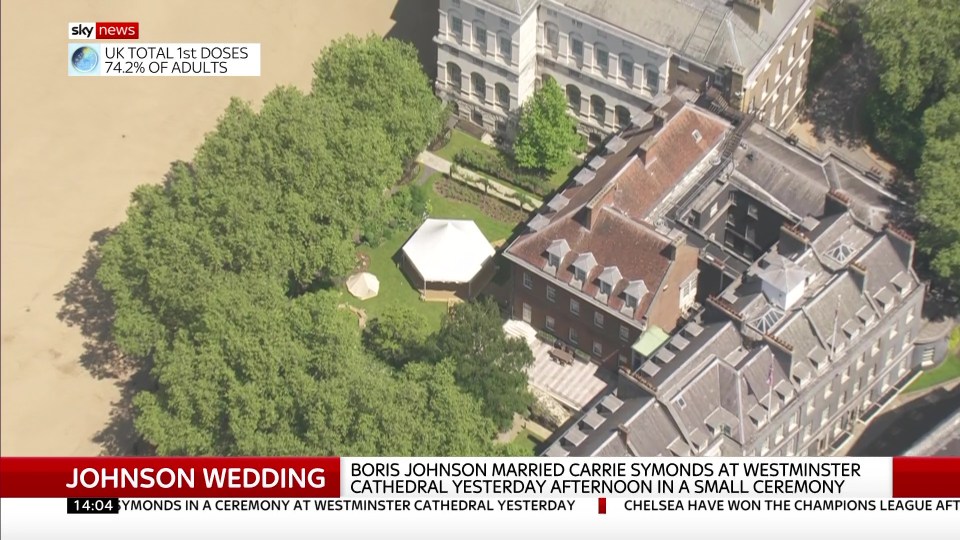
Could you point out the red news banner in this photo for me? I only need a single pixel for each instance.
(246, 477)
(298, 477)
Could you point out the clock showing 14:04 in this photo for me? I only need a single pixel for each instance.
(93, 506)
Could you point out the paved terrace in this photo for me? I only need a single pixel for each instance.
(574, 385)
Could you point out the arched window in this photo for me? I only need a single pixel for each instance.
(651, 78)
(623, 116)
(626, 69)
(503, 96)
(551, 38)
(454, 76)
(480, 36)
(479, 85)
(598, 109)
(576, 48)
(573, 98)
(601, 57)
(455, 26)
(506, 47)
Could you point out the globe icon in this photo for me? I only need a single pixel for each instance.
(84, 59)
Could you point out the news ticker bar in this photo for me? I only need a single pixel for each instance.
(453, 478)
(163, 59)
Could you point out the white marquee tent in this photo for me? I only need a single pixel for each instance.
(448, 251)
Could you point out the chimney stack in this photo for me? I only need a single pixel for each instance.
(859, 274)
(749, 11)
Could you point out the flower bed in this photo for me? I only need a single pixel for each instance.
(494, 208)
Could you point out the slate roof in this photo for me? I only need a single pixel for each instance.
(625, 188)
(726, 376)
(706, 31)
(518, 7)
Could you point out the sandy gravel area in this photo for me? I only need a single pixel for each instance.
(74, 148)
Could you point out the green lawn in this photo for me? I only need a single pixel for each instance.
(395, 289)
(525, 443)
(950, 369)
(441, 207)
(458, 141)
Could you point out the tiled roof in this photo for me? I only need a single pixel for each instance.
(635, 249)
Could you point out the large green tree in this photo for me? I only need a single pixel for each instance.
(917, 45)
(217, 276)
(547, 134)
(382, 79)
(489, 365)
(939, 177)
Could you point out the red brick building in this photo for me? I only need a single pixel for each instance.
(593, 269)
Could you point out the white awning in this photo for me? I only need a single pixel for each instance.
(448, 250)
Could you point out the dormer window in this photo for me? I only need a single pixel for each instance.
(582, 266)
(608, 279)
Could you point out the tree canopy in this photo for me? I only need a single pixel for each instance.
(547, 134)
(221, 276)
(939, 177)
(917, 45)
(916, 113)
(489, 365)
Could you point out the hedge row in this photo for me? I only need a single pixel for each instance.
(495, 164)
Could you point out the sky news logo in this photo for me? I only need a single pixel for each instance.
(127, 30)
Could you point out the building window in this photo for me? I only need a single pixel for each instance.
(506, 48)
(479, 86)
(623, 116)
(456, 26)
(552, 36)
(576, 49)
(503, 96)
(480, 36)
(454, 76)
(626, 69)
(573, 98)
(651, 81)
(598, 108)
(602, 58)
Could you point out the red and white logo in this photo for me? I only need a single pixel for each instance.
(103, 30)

### YOUR OBJECTIVE
The goal is an exact reprint of the entries, leaving out the pictures.

### WRITTEN SOLUTION
Could you point out the red news banner in this photo for me? I only need a single pixel for each instance.
(246, 477)
(298, 477)
Could you point out the clock showing 14:04 in this photo for me? I only need a single pixel for each instance.
(93, 506)
Could you point out the paved terrace in this photo for me? I only need a single pixel for each instance.
(574, 385)
Could you point out the arched window in this photo for me? I only need a single pixel for each instance.
(651, 78)
(623, 116)
(626, 69)
(503, 96)
(551, 38)
(454, 76)
(480, 36)
(479, 85)
(598, 109)
(576, 48)
(573, 98)
(601, 57)
(455, 26)
(506, 47)
Could you point out the globe icon in this photo for me? I only need a single pixel for each instance.
(84, 59)
Could you point out the news ticker bar in this photo for me? I only need a single pixel for each instance.
(453, 478)
(163, 59)
Could you point out the white marquee tent in this photo for me? I only need a single pixel for each instance.
(448, 251)
Could you point out the chimney stack in this photo for me? I only need a single pixel for each instance.
(859, 274)
(749, 11)
Could you point out the flower bed in this photo for me? I only need a single pixel for each instance.
(494, 208)
Could you point out the slate roof in this photo for me? I only need a single pixel for each instance.
(625, 188)
(726, 376)
(706, 31)
(518, 7)
Could you point out the sandy gravel area in this photo for me? I only need a single pixel for each instance.
(74, 148)
Could you point out the green lawn in this photo for me? I only need a single pixel for each instance.
(395, 289)
(525, 443)
(950, 369)
(441, 207)
(458, 141)
Could you point out the tiled roof in this photo for me? I only need a single pixel for each instance.
(635, 249)
Could you point out the large green tree in this photo for me? I only need a single pixel for each instance.
(917, 45)
(217, 276)
(547, 134)
(382, 79)
(489, 365)
(939, 177)
Could you point out the red brick building in this photo for me? I only need a single pixel for each instance.
(593, 269)
Could you point out the white awning in this photo for me? I only need a single pixel for each instance.
(448, 250)
Could you point out the dormer window in this photo for me? I only need a single pixel for each instance.
(582, 266)
(608, 279)
Could you point out the tree canopy in this photo for me? I only need a single pixel for each instance.
(547, 134)
(221, 276)
(939, 177)
(917, 45)
(916, 113)
(489, 365)
Could you point out the hedge row in this photo for me? I only need a single pixel for each instance.
(495, 164)
Could you point out the sky news logo in this photo for me? I only need a single pixel for each instance.
(127, 30)
Could you point out the building window in this photo for me? I only need a single pixel for each instance.
(506, 48)
(479, 86)
(623, 116)
(456, 26)
(552, 36)
(576, 49)
(503, 96)
(480, 36)
(454, 76)
(626, 69)
(573, 98)
(651, 81)
(598, 108)
(602, 58)
Could you point out the red and white logo in this photo for me? I only need a single pixel for each instance.
(103, 30)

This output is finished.